>> START Raw records
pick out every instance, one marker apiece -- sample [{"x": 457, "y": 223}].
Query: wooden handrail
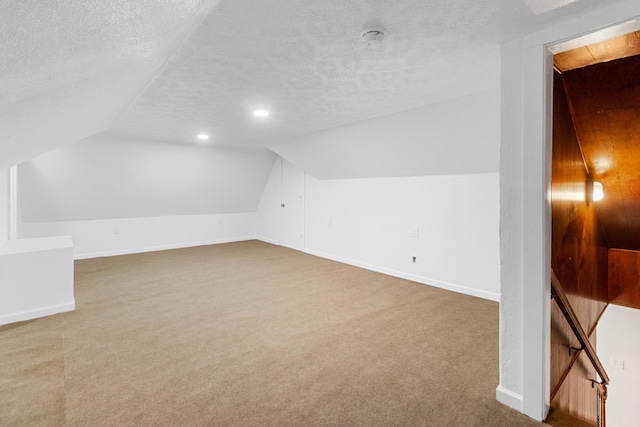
[{"x": 560, "y": 296}]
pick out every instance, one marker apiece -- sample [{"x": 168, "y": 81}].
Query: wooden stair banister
[{"x": 560, "y": 296}]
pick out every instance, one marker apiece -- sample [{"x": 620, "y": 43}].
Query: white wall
[
  {"x": 268, "y": 221},
  {"x": 106, "y": 237},
  {"x": 371, "y": 223},
  {"x": 4, "y": 205},
  {"x": 116, "y": 196},
  {"x": 108, "y": 177},
  {"x": 36, "y": 278},
  {"x": 618, "y": 341},
  {"x": 524, "y": 214},
  {"x": 449, "y": 223},
  {"x": 457, "y": 136}
]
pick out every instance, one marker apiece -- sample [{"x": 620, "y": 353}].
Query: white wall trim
[
  {"x": 408, "y": 276},
  {"x": 268, "y": 240},
  {"x": 13, "y": 202},
  {"x": 509, "y": 398},
  {"x": 36, "y": 313},
  {"x": 130, "y": 251}
]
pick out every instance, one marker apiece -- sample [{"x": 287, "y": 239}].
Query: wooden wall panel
[
  {"x": 624, "y": 277},
  {"x": 576, "y": 396},
  {"x": 578, "y": 257}
]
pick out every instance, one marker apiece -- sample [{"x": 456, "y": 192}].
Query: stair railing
[{"x": 559, "y": 295}]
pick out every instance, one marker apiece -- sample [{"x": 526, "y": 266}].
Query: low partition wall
[{"x": 36, "y": 278}]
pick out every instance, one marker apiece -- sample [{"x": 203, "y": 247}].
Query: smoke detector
[{"x": 372, "y": 36}]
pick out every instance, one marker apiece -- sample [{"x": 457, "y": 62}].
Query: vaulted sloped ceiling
[
  {"x": 605, "y": 104},
  {"x": 168, "y": 69},
  {"x": 68, "y": 69}
]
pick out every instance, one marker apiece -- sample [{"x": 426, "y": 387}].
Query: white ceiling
[{"x": 169, "y": 69}]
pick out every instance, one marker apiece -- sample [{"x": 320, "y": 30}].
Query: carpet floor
[{"x": 251, "y": 334}]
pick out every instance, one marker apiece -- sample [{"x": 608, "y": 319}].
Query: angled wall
[
  {"x": 116, "y": 195},
  {"x": 457, "y": 136},
  {"x": 422, "y": 183}
]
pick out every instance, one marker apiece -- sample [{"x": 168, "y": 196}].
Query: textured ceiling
[
  {"x": 303, "y": 60},
  {"x": 169, "y": 69}
]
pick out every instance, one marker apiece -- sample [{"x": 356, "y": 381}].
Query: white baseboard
[
  {"x": 268, "y": 240},
  {"x": 408, "y": 276},
  {"x": 509, "y": 398},
  {"x": 36, "y": 313},
  {"x": 130, "y": 251}
]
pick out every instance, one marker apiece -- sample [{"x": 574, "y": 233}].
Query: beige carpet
[{"x": 250, "y": 334}]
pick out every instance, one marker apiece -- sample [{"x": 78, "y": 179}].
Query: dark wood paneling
[
  {"x": 624, "y": 278},
  {"x": 605, "y": 101},
  {"x": 619, "y": 47},
  {"x": 579, "y": 259}
]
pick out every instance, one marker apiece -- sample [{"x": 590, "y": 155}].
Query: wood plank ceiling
[{"x": 602, "y": 83}]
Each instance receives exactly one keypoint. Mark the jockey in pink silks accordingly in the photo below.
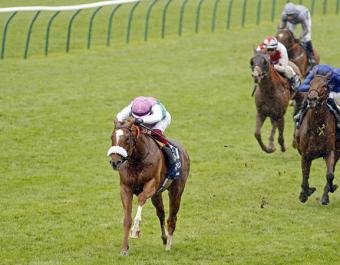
(151, 113)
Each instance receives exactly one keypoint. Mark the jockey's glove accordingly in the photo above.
(138, 121)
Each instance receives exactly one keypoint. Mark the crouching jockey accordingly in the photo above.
(291, 16)
(150, 112)
(333, 86)
(279, 58)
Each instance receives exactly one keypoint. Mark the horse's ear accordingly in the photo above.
(254, 49)
(328, 76)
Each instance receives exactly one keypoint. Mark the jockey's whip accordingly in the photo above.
(252, 94)
(152, 131)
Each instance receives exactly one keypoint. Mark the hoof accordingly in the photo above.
(325, 200)
(124, 253)
(135, 234)
(311, 190)
(270, 150)
(334, 187)
(164, 239)
(168, 243)
(303, 197)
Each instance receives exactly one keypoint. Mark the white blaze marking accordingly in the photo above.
(119, 133)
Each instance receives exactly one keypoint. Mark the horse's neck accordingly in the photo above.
(272, 80)
(318, 116)
(144, 145)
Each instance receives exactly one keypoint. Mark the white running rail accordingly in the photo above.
(65, 8)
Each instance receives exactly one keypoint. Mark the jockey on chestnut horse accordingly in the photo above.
(279, 58)
(301, 51)
(148, 164)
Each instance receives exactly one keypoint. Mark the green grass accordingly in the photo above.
(18, 28)
(60, 200)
>> END Raw records
Instructions to follow: Pictures don't belong in the copy. Restate all the entries exactly.

Task result:
pick out every instance, one marker apiece -- sample [{"x": 457, "y": 223}].
Query: wooden handrail
[{"x": 560, "y": 296}]
pick out every instance, one marker apiece -- sample [{"x": 168, "y": 81}].
Query: wooden stair banister
[{"x": 560, "y": 296}]
pick out every instance, one marker apiece -- sample [{"x": 620, "y": 43}].
Query: white wall
[
  {"x": 268, "y": 221},
  {"x": 106, "y": 237},
  {"x": 371, "y": 223},
  {"x": 4, "y": 205},
  {"x": 116, "y": 196},
  {"x": 108, "y": 177},
  {"x": 36, "y": 278},
  {"x": 618, "y": 341},
  {"x": 524, "y": 214},
  {"x": 449, "y": 223},
  {"x": 457, "y": 136}
]
pick out every instance, one marker apiece -- sample [{"x": 620, "y": 353}].
Query: white wall trim
[
  {"x": 408, "y": 276},
  {"x": 268, "y": 240},
  {"x": 13, "y": 202},
  {"x": 509, "y": 398},
  {"x": 36, "y": 313},
  {"x": 130, "y": 251}
]
pick out every instance, one marker apiece -- sample [{"x": 287, "y": 239}].
Query: wooden wall panel
[
  {"x": 624, "y": 277},
  {"x": 576, "y": 396},
  {"x": 578, "y": 257}
]
pick out every instance, one marker apiece -- sample [{"x": 456, "y": 192}].
Query: stair railing
[{"x": 559, "y": 295}]
pick out every instance, one marker apiece -- sample [{"x": 526, "y": 266}].
Query: low partition wall
[{"x": 36, "y": 278}]
pick out every instance, one marker apiece -- sample [{"x": 203, "y": 247}].
Query: smoke detector
[{"x": 372, "y": 36}]
pick out every instance, one marker apiece -- sample [{"x": 457, "y": 62}].
Query: vaulted sloped ceiling
[
  {"x": 605, "y": 104},
  {"x": 168, "y": 69},
  {"x": 68, "y": 69}
]
pick out every instance, one marker apiece -- sample [{"x": 426, "y": 387}].
Query: white ceiling
[{"x": 169, "y": 69}]
pick out every instance, one marker apiece -- sample [{"x": 320, "y": 30}].
Query: carpet floor
[{"x": 251, "y": 334}]
pick out every instance, one marker apiece -- sample [{"x": 608, "y": 319}].
Query: angled wall
[
  {"x": 116, "y": 195},
  {"x": 457, "y": 136},
  {"x": 422, "y": 183}
]
pick out every instance, one marker apiece -- sample [{"x": 168, "y": 196}].
Query: textured ceiling
[
  {"x": 303, "y": 60},
  {"x": 169, "y": 69}
]
pick out every instance, one marker apiece -- sample [{"x": 356, "y": 381}].
Query: white baseboard
[
  {"x": 268, "y": 240},
  {"x": 408, "y": 276},
  {"x": 509, "y": 398},
  {"x": 36, "y": 313},
  {"x": 130, "y": 251}
]
pick out every instance, one marker apiece -- sample [{"x": 574, "y": 233}].
Query: beige carpet
[{"x": 250, "y": 334}]
pick out every instance, one marker apiece -- sample [{"x": 78, "y": 179}].
Query: dark wood paneling
[
  {"x": 624, "y": 278},
  {"x": 605, "y": 101},
  {"x": 619, "y": 47},
  {"x": 579, "y": 259}
]
pick out every instance, one marker apiece -- sample [{"x": 590, "y": 155}].
Query: wood plank ceiling
[{"x": 602, "y": 83}]
Each instance receives exactly one keypoint. Mark the jockey in pink silks accordingly in the photo below.
(151, 113)
Each instance receives exactly one keypoint. Mark the jockey's glove accordingly in the photo above.
(138, 121)
Each instance receives exactly one keypoint. Mark the crouching jockey accordingly in the photo above.
(291, 16)
(150, 112)
(333, 86)
(279, 58)
Each instance receives exactly one keypoint. Mark the horse's ear accordingly in the photo above.
(254, 49)
(328, 76)
Each instance receives exactly one keypoint. Mark the jockey's whip accordingly in the photo above.
(252, 94)
(152, 131)
Each instance receives exactly one keypoint. Mark the hoof accordingly in the photo above.
(325, 200)
(124, 253)
(135, 234)
(311, 190)
(270, 150)
(334, 187)
(164, 239)
(168, 243)
(303, 197)
Each instance receives exactly one keypoint. Mark the white blaze marking accordingly in the photo above.
(119, 133)
Each instance receives exactly one keypoint. Mark the horse's neck accordingly in the photo above.
(272, 80)
(318, 116)
(144, 145)
Each instance receives exactly one keypoint. Mark the white running rail accordingly in the photo above.
(65, 8)
Each instance receives exactly one keypoint. Mark the jockey on chestnut horse accordingly in the photo above.
(279, 58)
(301, 51)
(148, 164)
Each instance receives exactly one keypoint. Mark the green grass accordingly in the photo above.
(18, 28)
(60, 200)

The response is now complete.